### What you need to do
Repeat the following data exactly, omitting pictures.

Image point grounding data:

---+---

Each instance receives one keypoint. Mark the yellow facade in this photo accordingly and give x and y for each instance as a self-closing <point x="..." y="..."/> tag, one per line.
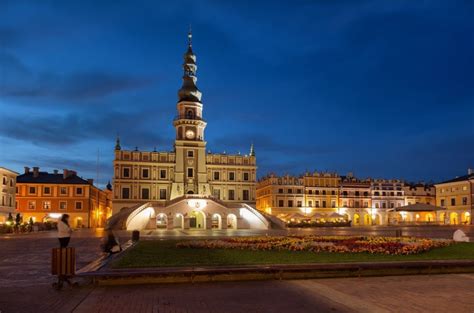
<point x="456" y="196"/>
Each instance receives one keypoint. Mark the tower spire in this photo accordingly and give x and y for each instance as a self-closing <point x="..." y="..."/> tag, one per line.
<point x="117" y="143"/>
<point x="189" y="91"/>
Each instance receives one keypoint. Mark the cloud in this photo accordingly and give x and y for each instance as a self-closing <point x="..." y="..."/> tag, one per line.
<point x="73" y="128"/>
<point x="21" y="81"/>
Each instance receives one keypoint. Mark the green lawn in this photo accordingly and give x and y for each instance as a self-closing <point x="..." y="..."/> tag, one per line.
<point x="165" y="254"/>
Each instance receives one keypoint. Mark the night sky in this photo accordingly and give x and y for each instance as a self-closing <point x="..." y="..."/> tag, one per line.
<point x="378" y="88"/>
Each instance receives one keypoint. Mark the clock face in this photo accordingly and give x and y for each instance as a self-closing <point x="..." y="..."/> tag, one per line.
<point x="189" y="134"/>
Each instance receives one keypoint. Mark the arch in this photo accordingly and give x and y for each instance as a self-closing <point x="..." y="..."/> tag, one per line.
<point x="178" y="221"/>
<point x="231" y="221"/>
<point x="216" y="221"/>
<point x="429" y="217"/>
<point x="453" y="218"/>
<point x="376" y="219"/>
<point x="356" y="219"/>
<point x="367" y="219"/>
<point x="161" y="220"/>
<point x="466" y="218"/>
<point x="197" y="219"/>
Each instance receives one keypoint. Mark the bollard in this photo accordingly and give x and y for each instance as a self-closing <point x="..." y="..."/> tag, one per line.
<point x="135" y="235"/>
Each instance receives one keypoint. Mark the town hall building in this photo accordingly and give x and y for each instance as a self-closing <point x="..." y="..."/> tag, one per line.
<point x="187" y="187"/>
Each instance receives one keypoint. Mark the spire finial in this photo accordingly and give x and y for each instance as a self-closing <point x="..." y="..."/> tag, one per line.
<point x="117" y="143"/>
<point x="190" y="36"/>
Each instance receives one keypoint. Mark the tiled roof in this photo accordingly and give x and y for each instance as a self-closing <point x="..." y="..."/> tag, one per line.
<point x="460" y="178"/>
<point x="48" y="178"/>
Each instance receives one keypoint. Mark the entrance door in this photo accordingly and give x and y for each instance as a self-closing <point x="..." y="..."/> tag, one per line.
<point x="192" y="222"/>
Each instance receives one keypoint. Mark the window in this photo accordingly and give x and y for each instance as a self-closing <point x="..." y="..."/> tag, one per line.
<point x="245" y="195"/>
<point x="162" y="194"/>
<point x="145" y="193"/>
<point x="190" y="172"/>
<point x="163" y="174"/>
<point x="125" y="193"/>
<point x="231" y="194"/>
<point x="126" y="172"/>
<point x="31" y="205"/>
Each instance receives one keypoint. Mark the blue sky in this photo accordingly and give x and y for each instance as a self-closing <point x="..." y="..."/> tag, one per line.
<point x="378" y="88"/>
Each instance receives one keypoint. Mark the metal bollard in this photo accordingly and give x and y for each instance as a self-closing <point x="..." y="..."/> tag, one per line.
<point x="135" y="235"/>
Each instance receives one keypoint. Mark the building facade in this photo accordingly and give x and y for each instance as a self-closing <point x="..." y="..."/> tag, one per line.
<point x="188" y="175"/>
<point x="7" y="193"/>
<point x="355" y="200"/>
<point x="457" y="196"/>
<point x="44" y="196"/>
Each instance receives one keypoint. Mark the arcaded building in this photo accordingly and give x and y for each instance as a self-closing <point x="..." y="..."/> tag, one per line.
<point x="187" y="186"/>
<point x="7" y="193"/>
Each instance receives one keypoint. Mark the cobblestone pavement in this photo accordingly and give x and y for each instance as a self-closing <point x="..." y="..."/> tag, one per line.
<point x="438" y="293"/>
<point x="25" y="284"/>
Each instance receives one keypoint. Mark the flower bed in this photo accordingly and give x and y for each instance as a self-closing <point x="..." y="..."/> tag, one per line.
<point x="337" y="244"/>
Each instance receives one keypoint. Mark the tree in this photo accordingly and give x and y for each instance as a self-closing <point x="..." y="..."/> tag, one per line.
<point x="10" y="219"/>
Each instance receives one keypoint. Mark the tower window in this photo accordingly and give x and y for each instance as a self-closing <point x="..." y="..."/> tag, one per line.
<point x="190" y="172"/>
<point x="145" y="193"/>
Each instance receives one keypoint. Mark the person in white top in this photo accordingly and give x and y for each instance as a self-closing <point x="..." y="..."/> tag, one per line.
<point x="64" y="231"/>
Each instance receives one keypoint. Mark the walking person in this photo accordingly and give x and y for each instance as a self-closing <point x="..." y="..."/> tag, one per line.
<point x="64" y="231"/>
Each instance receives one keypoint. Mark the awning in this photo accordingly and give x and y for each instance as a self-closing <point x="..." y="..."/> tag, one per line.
<point x="419" y="207"/>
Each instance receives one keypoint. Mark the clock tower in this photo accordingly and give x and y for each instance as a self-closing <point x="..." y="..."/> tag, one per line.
<point x="190" y="147"/>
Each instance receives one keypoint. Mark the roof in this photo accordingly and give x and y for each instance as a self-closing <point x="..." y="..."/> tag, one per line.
<point x="459" y="178"/>
<point x="7" y="170"/>
<point x="51" y="178"/>
<point x="419" y="207"/>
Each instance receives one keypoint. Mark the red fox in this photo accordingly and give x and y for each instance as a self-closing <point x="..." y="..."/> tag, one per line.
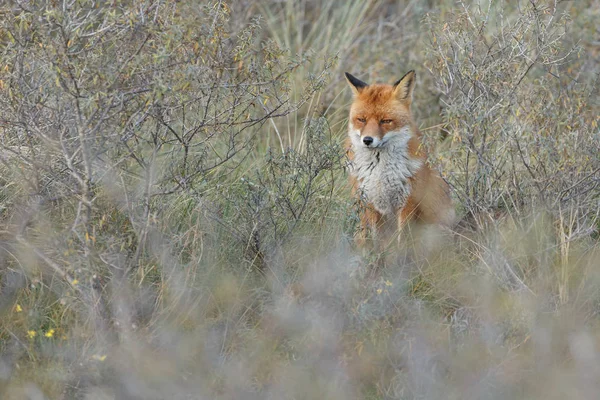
<point x="388" y="169"/>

---+---

### Answer space
Each instance receives one keypoint. Mark the yellow facade in this photo accordingly and give x and y for each instance as a self-closing <point x="..." y="..."/> tag, one per line.
<point x="456" y="196"/>
Each instance receives one keypoint. Mark the tower spire in this photo accordingly and give x and y for each instance as a self-closing <point x="..." y="..."/> tag, one per line.
<point x="117" y="143"/>
<point x="189" y="91"/>
Each instance receives one keypoint. Mark the cloud in this photo accordingly and give x and y for each instance as a self-closing <point x="..." y="..."/> tag, one per line.
<point x="73" y="128"/>
<point x="21" y="81"/>
Each instance receives one keypoint. Mark the green lawn in this photo accordingly and give x and y for each instance as a self-closing <point x="..." y="..."/> tag, one per line.
<point x="165" y="254"/>
Each instance receives one keypoint. Mark the night sky in this photo accordingly and give x and y for each instance as a self-closing <point x="..." y="..."/> tag, one per line.
<point x="378" y="88"/>
Each instance receives one keypoint. Mark the clock face in this photo accordingly and give x and y for each instance as a self-closing <point x="..." y="..."/> tag, one per line.
<point x="189" y="134"/>
Each instance receives one keypoint. Mark the arch in this photo accordingly and give x and y for each instance as a self-closing <point x="..." y="..."/> tag, one per line.
<point x="178" y="221"/>
<point x="231" y="221"/>
<point x="216" y="221"/>
<point x="429" y="217"/>
<point x="453" y="218"/>
<point x="376" y="219"/>
<point x="356" y="219"/>
<point x="367" y="219"/>
<point x="161" y="220"/>
<point x="466" y="218"/>
<point x="197" y="219"/>
Each instance receives one keypoint. Mark the bollard in this photo accordingly and give x and y for each instance as a self-closing <point x="..." y="..."/> tag, one per line.
<point x="135" y="235"/>
Each instance receives one keypoint. Mark the town hall building in this photo accordingly and give x and y for each instance as a self-closing <point x="..." y="..."/> tag, one per line.
<point x="187" y="187"/>
Each instance receives one keypoint. Mark the spire finial in this photo accordingly and give x and y for each instance as a self-closing <point x="..." y="..."/> tag, one per line.
<point x="117" y="143"/>
<point x="190" y="36"/>
Each instance receives one keypoint. Mark the tiled roof in this photo accordingly and give x and y for each instance as a self-closing <point x="..." y="..."/> tag, one per line.
<point x="460" y="178"/>
<point x="48" y="178"/>
Each instance receives one keypoint. Mark the entrance door in this photo accordingly and give x and y for each instance as a self-closing <point x="..." y="..."/> tag, one per line.
<point x="192" y="222"/>
Each instance receives one keypoint. Mark the window in this photo accordingly and give x and y for each instance as a self-closing <point x="..." y="..."/> tag, one per line.
<point x="245" y="195"/>
<point x="162" y="194"/>
<point x="145" y="193"/>
<point x="190" y="172"/>
<point x="163" y="174"/>
<point x="125" y="193"/>
<point x="231" y="194"/>
<point x="126" y="172"/>
<point x="31" y="205"/>
Each instance receives one keypoint. Mark the blue sky in this photo accordingly and give x and y for each instance as a self-closing <point x="..." y="..."/> tag, one per line.
<point x="378" y="88"/>
Each instance receives one keypoint. Mark the metal bollard in this photo accordingly and give x and y for each instance as a self-closing <point x="..." y="..."/> tag, one per line.
<point x="135" y="235"/>
Each instance receives one keypoint. Mark the building facade in this photo accordingly and give x and y for each instance as a self-closing <point x="..." y="..."/> tag, one per line.
<point x="188" y="175"/>
<point x="7" y="193"/>
<point x="355" y="200"/>
<point x="457" y="196"/>
<point x="44" y="196"/>
Each instance receives one keypoint. Mark the arcaded building in this photo accordingly and give x and y for each instance as a self-closing <point x="..." y="..."/> tag, one per line.
<point x="187" y="186"/>
<point x="7" y="193"/>
Each instance receives one keypoint. Mark the cobblestone pavement in this photo accordingly and give x and y for each instance as a self-closing <point x="..." y="..."/> tag, one per line.
<point x="438" y="293"/>
<point x="25" y="284"/>
Each instance receives one keypoint. Mark the flower bed in this photo accordingly and give x and y for each instance as a self-closing <point x="..." y="..."/> tag, one per line.
<point x="337" y="244"/>
Each instance receives one keypoint. Mark the tree in this photo accordingly and give x and y for each instance as a self-closing <point x="..." y="..."/> tag, one per line.
<point x="10" y="219"/>
Each instance receives one keypoint. Mark the tower window in this photo accordingly and give x and y for each instance as a self-closing <point x="..." y="..."/> tag, one per line.
<point x="190" y="172"/>
<point x="145" y="193"/>
Each instance receives one keypoint. Mark the person in white top in this photo accordingly and give x and y for each instance as a self-closing <point x="..." y="..."/> tag, one per line.
<point x="64" y="231"/>
Each instance receives one keypoint. Mark the walking person in this photo accordingly and give x and y for each instance as a self-closing <point x="..." y="..."/> tag, one per line.
<point x="64" y="231"/>
Each instance receives one keypoint. Mark the awning in this photo accordingly and give x and y for each instance as a self-closing <point x="..." y="..."/> tag, one per line.
<point x="419" y="207"/>
Each instance receives one keypoint. Mark the clock tower in this photo accordingly and give x and y for each instance as a self-closing <point x="..." y="..."/> tag, one per line.
<point x="190" y="147"/>
Each instance receives one keypoint. Mark the roof in this photo accordingly and give x and y for each instance as a self-closing <point x="..." y="..."/> tag, one per line.
<point x="459" y="178"/>
<point x="7" y="170"/>
<point x="51" y="178"/>
<point x="419" y="207"/>
Each instance receives one keypoint. Mark the red fox in this photo accordingly and give x and y for each instance as a self-closing <point x="..." y="..."/> tag, one per line.
<point x="388" y="169"/>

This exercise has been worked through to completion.